### AIM:
Output, word for word, every line from the line with "the penguin eye." through the final line of the data below.

### MATERIAL SHOWN:
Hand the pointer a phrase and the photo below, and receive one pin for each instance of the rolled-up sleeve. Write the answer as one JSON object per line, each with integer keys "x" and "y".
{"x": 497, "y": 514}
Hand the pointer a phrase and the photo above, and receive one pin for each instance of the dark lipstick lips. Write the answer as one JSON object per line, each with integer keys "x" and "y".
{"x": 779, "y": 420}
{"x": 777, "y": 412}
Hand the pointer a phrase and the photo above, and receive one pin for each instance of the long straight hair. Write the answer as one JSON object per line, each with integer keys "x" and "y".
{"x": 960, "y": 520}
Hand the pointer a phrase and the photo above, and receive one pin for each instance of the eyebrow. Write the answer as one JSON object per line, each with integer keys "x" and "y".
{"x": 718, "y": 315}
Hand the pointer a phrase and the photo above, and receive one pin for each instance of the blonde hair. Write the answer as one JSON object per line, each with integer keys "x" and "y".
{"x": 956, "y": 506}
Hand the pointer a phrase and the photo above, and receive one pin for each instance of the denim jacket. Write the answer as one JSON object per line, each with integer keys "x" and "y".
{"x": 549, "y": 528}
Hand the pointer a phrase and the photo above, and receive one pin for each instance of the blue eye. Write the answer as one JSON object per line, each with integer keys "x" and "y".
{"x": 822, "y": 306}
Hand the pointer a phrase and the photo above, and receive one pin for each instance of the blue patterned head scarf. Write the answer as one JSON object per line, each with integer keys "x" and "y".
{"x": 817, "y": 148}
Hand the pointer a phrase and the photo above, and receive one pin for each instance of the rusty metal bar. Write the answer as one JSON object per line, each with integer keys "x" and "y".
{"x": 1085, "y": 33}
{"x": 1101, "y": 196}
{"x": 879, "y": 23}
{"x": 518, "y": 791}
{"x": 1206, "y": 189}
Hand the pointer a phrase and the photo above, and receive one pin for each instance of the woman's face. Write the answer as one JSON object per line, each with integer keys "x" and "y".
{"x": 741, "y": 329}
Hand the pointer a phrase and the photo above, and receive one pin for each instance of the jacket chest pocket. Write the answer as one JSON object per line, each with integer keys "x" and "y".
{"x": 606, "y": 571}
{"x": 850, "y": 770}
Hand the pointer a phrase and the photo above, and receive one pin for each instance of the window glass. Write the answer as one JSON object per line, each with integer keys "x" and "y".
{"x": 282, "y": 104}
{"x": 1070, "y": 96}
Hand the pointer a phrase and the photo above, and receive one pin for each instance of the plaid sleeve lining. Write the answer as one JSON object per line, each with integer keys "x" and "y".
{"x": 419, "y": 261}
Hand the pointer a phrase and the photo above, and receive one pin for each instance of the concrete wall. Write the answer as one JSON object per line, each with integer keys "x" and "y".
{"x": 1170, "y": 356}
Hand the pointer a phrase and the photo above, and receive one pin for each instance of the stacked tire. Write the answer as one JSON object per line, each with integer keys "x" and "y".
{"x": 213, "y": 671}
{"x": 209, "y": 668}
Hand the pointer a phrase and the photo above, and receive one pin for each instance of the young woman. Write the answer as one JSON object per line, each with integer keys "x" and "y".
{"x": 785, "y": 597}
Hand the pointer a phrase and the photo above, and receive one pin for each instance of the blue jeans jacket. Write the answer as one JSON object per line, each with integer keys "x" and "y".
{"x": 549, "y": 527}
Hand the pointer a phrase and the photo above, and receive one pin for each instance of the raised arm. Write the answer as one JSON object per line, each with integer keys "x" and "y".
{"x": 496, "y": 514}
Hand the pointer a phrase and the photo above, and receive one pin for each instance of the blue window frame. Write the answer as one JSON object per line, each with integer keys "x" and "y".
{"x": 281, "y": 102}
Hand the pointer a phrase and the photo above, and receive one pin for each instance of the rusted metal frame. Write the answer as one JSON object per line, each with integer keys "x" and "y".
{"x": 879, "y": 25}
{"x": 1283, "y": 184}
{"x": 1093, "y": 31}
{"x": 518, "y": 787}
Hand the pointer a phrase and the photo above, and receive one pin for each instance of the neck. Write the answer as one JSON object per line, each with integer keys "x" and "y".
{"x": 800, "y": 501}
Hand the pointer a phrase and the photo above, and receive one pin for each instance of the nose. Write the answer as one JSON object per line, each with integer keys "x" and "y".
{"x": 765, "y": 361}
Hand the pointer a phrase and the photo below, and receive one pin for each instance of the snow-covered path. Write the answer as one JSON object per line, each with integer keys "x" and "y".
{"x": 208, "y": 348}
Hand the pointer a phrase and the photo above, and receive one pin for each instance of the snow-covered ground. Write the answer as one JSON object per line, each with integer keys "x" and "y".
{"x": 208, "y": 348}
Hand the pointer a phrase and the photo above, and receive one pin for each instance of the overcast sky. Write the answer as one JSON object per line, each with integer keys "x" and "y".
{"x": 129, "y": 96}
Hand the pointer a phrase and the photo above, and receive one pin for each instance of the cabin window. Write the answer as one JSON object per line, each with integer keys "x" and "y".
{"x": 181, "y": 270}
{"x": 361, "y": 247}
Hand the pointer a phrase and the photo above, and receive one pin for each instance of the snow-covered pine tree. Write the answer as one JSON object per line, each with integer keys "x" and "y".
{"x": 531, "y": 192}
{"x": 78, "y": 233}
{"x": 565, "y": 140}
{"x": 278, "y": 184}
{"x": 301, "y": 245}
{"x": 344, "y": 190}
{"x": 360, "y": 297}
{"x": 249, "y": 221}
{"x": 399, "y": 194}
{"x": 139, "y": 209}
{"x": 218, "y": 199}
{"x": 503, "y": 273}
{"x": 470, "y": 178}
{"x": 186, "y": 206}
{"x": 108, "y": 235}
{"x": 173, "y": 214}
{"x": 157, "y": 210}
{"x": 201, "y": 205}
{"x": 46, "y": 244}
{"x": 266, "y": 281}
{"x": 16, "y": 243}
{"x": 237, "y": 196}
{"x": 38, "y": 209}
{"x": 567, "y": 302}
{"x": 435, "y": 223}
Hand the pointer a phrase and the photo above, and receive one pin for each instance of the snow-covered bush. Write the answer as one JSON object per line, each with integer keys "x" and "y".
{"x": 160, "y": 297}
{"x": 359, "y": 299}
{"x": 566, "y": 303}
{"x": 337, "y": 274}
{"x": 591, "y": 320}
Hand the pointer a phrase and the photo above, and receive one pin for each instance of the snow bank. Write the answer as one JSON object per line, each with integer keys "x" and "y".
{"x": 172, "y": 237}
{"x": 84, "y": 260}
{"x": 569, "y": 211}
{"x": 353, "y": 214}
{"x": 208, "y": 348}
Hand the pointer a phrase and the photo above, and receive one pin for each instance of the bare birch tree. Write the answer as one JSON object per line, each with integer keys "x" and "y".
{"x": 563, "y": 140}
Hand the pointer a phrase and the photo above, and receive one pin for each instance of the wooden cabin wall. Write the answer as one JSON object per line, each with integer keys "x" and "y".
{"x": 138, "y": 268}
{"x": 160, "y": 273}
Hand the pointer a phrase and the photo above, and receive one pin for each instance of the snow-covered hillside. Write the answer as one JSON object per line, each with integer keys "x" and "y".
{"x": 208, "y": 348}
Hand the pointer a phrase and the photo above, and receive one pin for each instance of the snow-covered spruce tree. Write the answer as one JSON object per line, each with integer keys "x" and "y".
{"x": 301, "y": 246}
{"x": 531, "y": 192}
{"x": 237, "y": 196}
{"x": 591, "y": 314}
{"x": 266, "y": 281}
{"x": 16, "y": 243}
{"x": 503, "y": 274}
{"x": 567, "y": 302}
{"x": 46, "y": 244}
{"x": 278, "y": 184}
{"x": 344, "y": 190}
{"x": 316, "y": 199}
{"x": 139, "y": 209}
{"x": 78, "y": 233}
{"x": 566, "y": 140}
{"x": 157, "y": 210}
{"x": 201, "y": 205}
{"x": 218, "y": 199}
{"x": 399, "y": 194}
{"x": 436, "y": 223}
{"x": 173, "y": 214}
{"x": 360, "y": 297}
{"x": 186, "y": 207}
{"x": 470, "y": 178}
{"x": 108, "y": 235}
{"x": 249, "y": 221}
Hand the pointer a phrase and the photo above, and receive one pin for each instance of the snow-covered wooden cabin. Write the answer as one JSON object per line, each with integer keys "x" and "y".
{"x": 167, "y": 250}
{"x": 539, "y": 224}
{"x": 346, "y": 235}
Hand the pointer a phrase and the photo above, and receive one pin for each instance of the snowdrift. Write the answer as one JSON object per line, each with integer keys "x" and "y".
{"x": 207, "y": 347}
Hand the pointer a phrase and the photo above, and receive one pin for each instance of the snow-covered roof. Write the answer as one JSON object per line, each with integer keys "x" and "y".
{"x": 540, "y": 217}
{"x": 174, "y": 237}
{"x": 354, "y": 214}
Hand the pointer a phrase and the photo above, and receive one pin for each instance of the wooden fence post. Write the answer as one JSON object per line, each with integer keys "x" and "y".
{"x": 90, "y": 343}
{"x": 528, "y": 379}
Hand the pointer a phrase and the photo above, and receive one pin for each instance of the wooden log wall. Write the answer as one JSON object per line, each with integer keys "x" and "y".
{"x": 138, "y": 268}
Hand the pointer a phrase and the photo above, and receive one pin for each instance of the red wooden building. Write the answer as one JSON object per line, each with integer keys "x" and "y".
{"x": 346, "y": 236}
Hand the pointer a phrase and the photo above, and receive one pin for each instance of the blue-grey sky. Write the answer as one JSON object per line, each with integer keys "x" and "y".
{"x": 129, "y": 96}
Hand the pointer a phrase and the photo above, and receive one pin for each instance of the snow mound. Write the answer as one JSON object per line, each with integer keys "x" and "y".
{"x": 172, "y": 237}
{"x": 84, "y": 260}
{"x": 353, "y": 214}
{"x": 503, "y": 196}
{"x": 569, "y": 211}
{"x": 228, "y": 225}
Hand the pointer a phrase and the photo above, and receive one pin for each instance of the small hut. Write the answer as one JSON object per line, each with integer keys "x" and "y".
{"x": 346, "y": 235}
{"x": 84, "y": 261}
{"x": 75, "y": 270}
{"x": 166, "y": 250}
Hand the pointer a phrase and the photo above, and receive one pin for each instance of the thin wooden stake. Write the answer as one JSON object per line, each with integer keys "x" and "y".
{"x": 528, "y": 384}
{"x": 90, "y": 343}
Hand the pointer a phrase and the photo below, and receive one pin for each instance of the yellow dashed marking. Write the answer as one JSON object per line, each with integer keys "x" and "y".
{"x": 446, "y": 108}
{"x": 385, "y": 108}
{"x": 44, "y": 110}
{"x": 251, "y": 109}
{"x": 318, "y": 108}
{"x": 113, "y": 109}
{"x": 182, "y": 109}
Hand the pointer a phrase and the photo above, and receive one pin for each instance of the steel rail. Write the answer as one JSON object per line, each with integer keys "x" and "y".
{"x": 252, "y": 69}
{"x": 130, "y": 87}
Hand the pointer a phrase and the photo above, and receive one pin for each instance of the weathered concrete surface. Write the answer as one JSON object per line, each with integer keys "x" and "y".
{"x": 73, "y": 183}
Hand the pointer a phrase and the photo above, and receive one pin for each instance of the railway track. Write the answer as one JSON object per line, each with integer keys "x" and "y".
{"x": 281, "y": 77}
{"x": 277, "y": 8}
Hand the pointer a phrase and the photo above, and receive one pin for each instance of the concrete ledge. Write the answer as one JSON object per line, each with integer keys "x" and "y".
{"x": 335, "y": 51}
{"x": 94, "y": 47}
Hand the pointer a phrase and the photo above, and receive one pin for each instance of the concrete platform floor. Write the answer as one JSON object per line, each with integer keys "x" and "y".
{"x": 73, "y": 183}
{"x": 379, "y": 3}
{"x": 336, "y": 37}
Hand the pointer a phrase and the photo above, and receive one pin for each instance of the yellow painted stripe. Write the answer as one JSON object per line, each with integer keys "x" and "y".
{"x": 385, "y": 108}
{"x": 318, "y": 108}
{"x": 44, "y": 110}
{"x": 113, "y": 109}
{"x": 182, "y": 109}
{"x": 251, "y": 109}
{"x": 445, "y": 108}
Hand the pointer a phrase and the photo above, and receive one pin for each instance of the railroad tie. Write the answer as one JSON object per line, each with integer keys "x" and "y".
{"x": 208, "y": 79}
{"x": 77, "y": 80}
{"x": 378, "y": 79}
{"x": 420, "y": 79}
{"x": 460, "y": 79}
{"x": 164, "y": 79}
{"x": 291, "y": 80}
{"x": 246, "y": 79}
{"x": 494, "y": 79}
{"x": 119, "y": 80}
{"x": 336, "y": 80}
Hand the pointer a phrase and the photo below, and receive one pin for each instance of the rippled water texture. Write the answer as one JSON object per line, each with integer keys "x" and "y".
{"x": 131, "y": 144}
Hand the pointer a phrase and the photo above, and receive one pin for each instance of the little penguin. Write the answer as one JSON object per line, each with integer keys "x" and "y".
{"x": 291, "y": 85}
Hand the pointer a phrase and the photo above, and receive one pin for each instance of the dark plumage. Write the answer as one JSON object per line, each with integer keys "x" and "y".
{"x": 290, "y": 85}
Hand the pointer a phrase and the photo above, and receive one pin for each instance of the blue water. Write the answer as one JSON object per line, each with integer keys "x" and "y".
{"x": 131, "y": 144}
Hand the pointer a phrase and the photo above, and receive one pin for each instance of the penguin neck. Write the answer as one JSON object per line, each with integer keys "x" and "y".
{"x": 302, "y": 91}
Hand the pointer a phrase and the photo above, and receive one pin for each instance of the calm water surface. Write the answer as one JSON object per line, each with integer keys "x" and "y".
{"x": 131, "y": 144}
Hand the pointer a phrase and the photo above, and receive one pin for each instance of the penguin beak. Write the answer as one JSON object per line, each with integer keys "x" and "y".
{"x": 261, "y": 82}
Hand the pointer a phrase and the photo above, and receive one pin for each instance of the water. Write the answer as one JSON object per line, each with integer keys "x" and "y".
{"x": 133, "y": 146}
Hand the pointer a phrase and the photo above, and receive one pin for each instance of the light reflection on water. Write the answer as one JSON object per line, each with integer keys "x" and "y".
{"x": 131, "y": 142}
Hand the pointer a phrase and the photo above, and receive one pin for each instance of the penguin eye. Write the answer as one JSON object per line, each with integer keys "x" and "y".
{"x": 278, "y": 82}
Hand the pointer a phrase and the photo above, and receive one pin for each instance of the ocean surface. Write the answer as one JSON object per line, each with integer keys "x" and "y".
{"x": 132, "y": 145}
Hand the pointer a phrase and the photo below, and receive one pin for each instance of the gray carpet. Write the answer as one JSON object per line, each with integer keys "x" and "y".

### THE ANSWER:
Hand the pointer a phrase and the photo above, and receive one pin for each instance of the penguin eye. Write the answer as one JSON object per line, each with integer keys "x" and "y".
{"x": 278, "y": 82}
Hand the pointer a phrase and the photo above, and receive one pin for each instance of the ocean surface. Write the answer as one JSON object per line, each with integer keys "x" and "y".
{"x": 132, "y": 145}
Hand the pointer a phrase and the photo below, and receive one pin for each instance of the gray carpet. Write the answer as one JSON object per line, each with integer keys "x" and "y".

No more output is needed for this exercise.